**** Data shown ****
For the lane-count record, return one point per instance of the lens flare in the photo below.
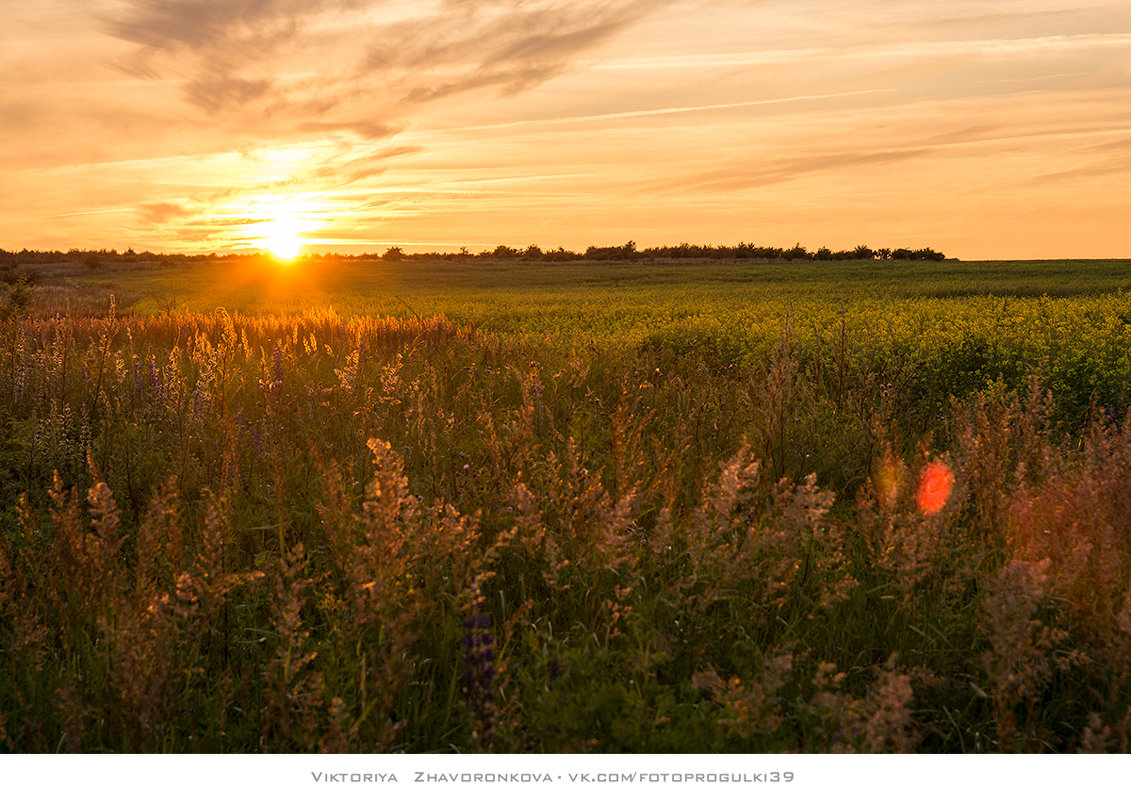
(934, 488)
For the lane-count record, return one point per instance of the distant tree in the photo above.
(795, 253)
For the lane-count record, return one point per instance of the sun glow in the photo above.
(282, 237)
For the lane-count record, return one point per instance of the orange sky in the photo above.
(357, 125)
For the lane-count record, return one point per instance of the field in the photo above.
(649, 506)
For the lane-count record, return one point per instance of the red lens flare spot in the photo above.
(934, 488)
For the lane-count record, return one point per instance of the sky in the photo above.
(991, 129)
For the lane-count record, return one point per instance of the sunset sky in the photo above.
(983, 129)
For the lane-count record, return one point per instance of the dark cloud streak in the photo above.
(239, 52)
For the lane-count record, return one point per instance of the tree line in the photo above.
(629, 251)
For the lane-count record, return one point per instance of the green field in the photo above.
(432, 506)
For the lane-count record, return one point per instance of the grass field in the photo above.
(356, 506)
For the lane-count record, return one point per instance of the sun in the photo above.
(282, 237)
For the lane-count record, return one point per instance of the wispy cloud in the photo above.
(244, 58)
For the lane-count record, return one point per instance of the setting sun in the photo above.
(282, 238)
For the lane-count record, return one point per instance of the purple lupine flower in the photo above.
(478, 675)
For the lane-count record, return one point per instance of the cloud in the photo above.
(326, 63)
(748, 174)
(161, 212)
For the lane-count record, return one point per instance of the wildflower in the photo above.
(478, 677)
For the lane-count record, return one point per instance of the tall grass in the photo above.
(308, 532)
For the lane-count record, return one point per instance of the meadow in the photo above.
(648, 506)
****
→ To do: Beginning with the line containing "meadow in the photo above." and ending with the last line of the listing above, return every line exactly and nothing else.

→ Output of the exercise:
For the lane-count record, return one point per instance of the meadow in the photo above.
(648, 506)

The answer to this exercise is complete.